--- PROBLEM DETAILS ---
Search the records below for the string "grass" and copy each line where it turns up.

Free-text object descriptions
▶

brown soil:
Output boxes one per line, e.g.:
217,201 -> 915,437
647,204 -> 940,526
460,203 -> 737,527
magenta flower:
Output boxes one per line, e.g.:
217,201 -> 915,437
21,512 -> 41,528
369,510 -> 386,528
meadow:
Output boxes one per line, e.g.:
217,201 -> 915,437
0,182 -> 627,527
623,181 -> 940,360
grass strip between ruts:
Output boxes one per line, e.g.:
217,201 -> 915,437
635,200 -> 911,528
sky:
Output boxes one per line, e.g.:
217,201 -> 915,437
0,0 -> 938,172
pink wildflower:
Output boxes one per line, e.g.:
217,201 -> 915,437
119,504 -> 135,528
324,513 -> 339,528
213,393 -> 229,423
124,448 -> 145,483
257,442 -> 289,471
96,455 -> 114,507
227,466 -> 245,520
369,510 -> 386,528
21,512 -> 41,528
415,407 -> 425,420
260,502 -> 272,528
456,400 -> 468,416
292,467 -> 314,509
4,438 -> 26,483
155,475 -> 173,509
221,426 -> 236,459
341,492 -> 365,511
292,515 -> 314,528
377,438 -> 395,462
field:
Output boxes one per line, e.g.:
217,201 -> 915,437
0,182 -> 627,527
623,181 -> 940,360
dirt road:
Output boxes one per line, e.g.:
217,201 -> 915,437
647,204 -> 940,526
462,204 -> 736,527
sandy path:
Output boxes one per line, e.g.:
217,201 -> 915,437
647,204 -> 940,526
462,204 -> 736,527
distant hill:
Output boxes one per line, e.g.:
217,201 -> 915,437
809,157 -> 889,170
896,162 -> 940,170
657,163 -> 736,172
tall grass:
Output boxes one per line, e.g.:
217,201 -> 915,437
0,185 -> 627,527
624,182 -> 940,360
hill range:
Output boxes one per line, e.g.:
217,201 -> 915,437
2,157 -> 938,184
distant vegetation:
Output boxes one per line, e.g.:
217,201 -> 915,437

◀

--- TASK OUTPUT ---
grass strip between ruts:
tall grass:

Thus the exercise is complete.